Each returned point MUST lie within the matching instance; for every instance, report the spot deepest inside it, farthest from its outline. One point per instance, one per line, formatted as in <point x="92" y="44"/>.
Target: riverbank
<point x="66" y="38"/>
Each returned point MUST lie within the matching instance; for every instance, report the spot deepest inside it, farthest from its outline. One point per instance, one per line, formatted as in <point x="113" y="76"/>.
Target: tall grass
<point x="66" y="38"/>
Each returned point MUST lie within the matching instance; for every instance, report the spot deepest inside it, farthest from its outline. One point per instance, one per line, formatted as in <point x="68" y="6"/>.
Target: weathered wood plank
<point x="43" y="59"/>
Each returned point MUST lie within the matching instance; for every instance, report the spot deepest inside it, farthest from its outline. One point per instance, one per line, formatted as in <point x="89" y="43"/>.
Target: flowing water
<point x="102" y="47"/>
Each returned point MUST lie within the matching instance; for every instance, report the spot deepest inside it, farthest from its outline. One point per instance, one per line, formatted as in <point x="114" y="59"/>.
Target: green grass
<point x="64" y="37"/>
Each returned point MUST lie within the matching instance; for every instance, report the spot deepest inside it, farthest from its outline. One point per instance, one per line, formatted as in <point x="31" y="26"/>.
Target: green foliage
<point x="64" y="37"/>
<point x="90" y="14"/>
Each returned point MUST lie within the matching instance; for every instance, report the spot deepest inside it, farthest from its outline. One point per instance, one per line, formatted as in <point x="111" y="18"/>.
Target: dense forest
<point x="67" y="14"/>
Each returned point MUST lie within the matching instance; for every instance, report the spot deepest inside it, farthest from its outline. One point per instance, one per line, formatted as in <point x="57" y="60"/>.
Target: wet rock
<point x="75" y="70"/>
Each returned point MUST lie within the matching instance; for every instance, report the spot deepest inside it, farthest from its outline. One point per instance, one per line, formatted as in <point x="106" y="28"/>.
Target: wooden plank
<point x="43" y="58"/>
--
Problem details: Repeat the records. Match them exactly.

Completed exercise:
Each returned point MUST lie within the matching instance; for every instance, report the spot deepest inside it, farthest from its outline. One point per instance, one per line, formatted as in <point x="92" y="44"/>.
Target: riverbank
<point x="66" y="38"/>
Each returned point MUST lie within the matching instance; for every instance, report the spot deepest inside it, farthest from its outline. One point per instance, one per line, formatted as in <point x="113" y="76"/>.
Target: tall grass
<point x="66" y="38"/>
Each returned point MUST lie within the matching instance; for every instance, report the spot deepest inside it, farthest from its outline. One point per instance, one per line, formatted as in <point x="68" y="6"/>.
Target: weathered wood plank
<point x="43" y="59"/>
Each returned point MUST lie within the matching instance; for every instance, report the spot deepest inside it, farthest from its outline. One point per instance, one per line, formatted as in <point x="89" y="43"/>.
Target: flowing water
<point x="102" y="47"/>
Each returned point MUST lie within the matching instance; for every instance, report the spot deepest inside it, farthest from its outline. One point per instance, one per line, formatted as in <point x="114" y="59"/>.
Target: green grass
<point x="64" y="37"/>
Each returned point MUST lie within the matching instance; for every instance, report the spot deepest inside it, farthest from its outline. One point per instance, one per line, formatted as in <point x="31" y="26"/>.
Target: green foliage
<point x="64" y="37"/>
<point x="90" y="14"/>
Each returned point MUST lie within the matching instance; for every instance, report the spot deepest inside it, farthest from its outline. One point per instance, one per line, formatted as in <point x="111" y="18"/>.
Target: dense forest
<point x="67" y="14"/>
Each returned point MUST lie within the matching instance; for every instance, report the spot deepest inside it, farthest from its outline. One point per instance, one per line, formatted as in <point x="57" y="60"/>.
Target: wet rock
<point x="75" y="70"/>
Each returned point MUST lie within the matching instance; for every instance, report the spot deepest inside it, farthest from its outline. One point per instance, one per line, formatted as in <point x="106" y="28"/>.
Target: wooden plank
<point x="43" y="58"/>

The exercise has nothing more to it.